▸ TASK DESCRIPTION:
Restate the material word for word and leave out anything that is a picture.

▸ EXTRACTED MATERIAL:
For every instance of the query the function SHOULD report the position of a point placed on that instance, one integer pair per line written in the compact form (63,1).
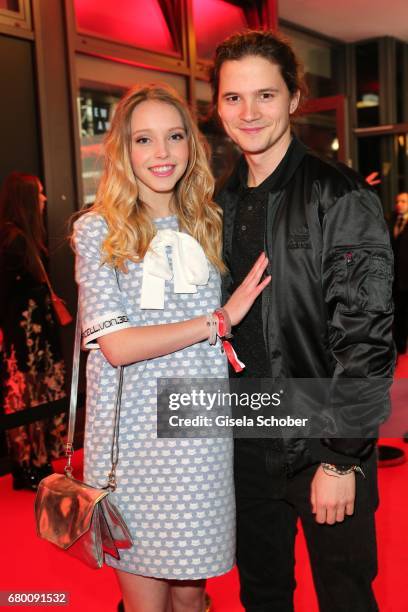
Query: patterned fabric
(32,368)
(176,495)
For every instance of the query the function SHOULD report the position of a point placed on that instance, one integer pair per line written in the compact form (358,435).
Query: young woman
(32,369)
(153,219)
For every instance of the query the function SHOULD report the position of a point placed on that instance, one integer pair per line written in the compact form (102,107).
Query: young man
(326,314)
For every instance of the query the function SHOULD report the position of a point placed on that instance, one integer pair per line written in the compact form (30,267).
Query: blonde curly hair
(130,228)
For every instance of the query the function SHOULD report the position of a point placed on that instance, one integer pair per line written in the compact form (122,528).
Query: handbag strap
(69,448)
(46,277)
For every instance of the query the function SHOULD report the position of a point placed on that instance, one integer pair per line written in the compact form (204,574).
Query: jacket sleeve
(357,275)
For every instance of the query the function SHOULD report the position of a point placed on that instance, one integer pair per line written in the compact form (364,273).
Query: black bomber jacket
(327,312)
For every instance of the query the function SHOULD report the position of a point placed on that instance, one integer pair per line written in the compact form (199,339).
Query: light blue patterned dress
(176,495)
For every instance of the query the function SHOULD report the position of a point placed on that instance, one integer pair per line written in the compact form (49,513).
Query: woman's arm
(139,343)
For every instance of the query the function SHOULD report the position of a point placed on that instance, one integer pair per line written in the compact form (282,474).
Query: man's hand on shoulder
(332,496)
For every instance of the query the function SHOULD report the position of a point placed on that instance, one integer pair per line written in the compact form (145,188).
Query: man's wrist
(340,470)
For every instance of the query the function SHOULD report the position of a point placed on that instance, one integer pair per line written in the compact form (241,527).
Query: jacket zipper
(349,262)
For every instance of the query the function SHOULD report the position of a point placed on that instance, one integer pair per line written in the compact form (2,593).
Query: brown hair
(20,216)
(262,43)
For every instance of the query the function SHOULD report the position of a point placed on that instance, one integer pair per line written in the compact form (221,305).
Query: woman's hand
(245,295)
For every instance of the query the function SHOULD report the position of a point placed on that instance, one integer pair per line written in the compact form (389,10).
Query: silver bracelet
(332,470)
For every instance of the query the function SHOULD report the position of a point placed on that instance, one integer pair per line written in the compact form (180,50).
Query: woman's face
(159,149)
(41,197)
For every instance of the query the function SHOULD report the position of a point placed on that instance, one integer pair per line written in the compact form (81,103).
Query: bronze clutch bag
(73,515)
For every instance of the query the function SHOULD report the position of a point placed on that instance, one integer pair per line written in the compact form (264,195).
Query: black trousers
(343,556)
(401,321)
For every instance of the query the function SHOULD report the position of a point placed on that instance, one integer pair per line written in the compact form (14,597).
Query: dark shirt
(247,245)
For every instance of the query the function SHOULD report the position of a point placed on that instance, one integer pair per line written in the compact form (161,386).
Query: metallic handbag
(73,515)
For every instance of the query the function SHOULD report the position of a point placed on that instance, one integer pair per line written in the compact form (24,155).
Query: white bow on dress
(190,267)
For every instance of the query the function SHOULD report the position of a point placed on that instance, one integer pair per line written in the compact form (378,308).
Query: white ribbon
(190,267)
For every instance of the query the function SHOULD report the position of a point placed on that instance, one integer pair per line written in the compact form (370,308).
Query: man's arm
(357,283)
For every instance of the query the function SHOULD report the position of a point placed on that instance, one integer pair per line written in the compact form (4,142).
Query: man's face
(254,103)
(401,204)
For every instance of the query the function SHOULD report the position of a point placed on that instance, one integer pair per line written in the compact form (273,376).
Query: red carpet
(29,564)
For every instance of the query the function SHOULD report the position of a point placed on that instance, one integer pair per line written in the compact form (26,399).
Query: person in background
(32,369)
(400,246)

▸ FULL OUTPUT:
For every instance of the query the function SHOULD report the position of a point placed on that instance, one integer pair per line written in the compact form (63,1).
Query: patterned fabric
(32,368)
(176,495)
For every instance of the query the function SHOULD report the position of a point placed on that instance, one integer pair per line written in the compact form (358,435).
Query: young woman
(32,369)
(153,219)
For every instance of the query the function SHOULD report the position of a point placed on that instance, one integer pair per line written in the compact form (102,107).
Query: young man
(326,314)
For every instance of the query the function SHOULD report the position of a point placed on that instance, one integer pair per line written in the compact form (30,267).
Query: blonde curly hair
(130,228)
For every instance of the query the function SHOULD report the position of a point placed on that instance, one integer pair per line written in the compact form (122,528).
Query: handbag strap
(69,448)
(46,277)
For every instance of the query the function SHOULD report the position of a point placed on that instance, one integer pair per line written in the compact form (204,574).
Query: jacket sleeve
(357,275)
For every instance of the query the function SHOULD report the position of a point placed on that instance, one integer pair per line written in the compact form (364,273).
Query: black bomber jacket
(327,312)
For every instance of the query the function SHOULD report the position of a point placed on that instance, one integer pair per line written in the compact form (199,339).
Query: light blue patterned dress
(176,495)
For every instance of the query the function SHOULD report the position of a point placed on that instance, one integer pair per line written in the compact form (49,513).
Query: woman's arm
(139,343)
For every instance of the query the function SHOULD report the position of a point placed on that instance, one integer pair per line written in the compact form (282,474).
Query: man's hand on shoulder
(332,496)
For every instance of the query the function SHOULD report the position of a point placed on that instance, one integer pair per line written in the compact form (145,188).
Query: man's wrist
(340,470)
For every instance of the query the function SHOULD report the position of a point placed on that instance, one integer pair per line written in the compact form (241,527).
Query: jacket zipper
(349,262)
For every instance of the query the function SHOULD report the position of a point placed on that instance, one integer pair per line written in the compact form (2,593).
Query: brown hair
(20,216)
(262,43)
For every instance of the query the function SHOULD report the position of a point placed on that instance, one integer pair per line written in the compact form (221,305).
Query: woman's hand
(245,295)
For every instance of the query the function SHOULD report the position of a point placed on that instance, one integer pair per line written in the compact form (389,10).
Query: silver bracelet
(332,470)
For every instance of the query the function SHOULD report the position of a point placed on that instance, one integer pair per line written in the compact form (180,50).
Query: woman's face
(159,149)
(41,197)
For every instance of the query the function SHOULD report the position of a point placed on that instance, one integer pair per line written in the compact form (81,103).
Query: bronze clutch bag
(73,515)
For every instance of the query the function SHOULD report the position of a point placed on that instance, one integer pair per line written in the compact form (264,195).
Query: black trousers
(343,556)
(401,321)
For every instance of the query the function SHOULD report the position of a point placed on that instance, one integer pair per line written in the compact form (14,597).
Query: dark shirt
(247,245)
For every instance of the query the function SHOULD report the position of a point placed on that instance, one integer pair per line written in the compact form (161,386).
Query: metallic handbag
(73,515)
For every instance of the query the function SHOULD report the position of a point placed on that instance, one integer pair per line written in the compact form (24,155).
Query: white bow on dress
(190,267)
For every instance of the query the function SHOULD report the position of a point placed on that instance, one integer pair per line written in the compact form (378,308).
Query: white ribbon
(190,267)
For every instance of the query the function SHOULD report the position of a point placed on that instance, one integer pair per line written in the compact form (370,308).
Query: man's arm
(357,283)
For every instance of the query the function SHOULD report the position of a point placed on that instance, one integer pair per line written in the compact form (4,142).
Query: man's face
(254,103)
(401,204)
For every instance of the query the function SHOULD report the position of a point placed on that instance, one integer pair per line written in the compact form (273,376).
Query: red carpet
(29,564)
For every instance of the query the function SHOULD report the position of a point placed on that instance, one integer pair per line written in the compact form (26,399).
Query: person in background
(32,369)
(400,246)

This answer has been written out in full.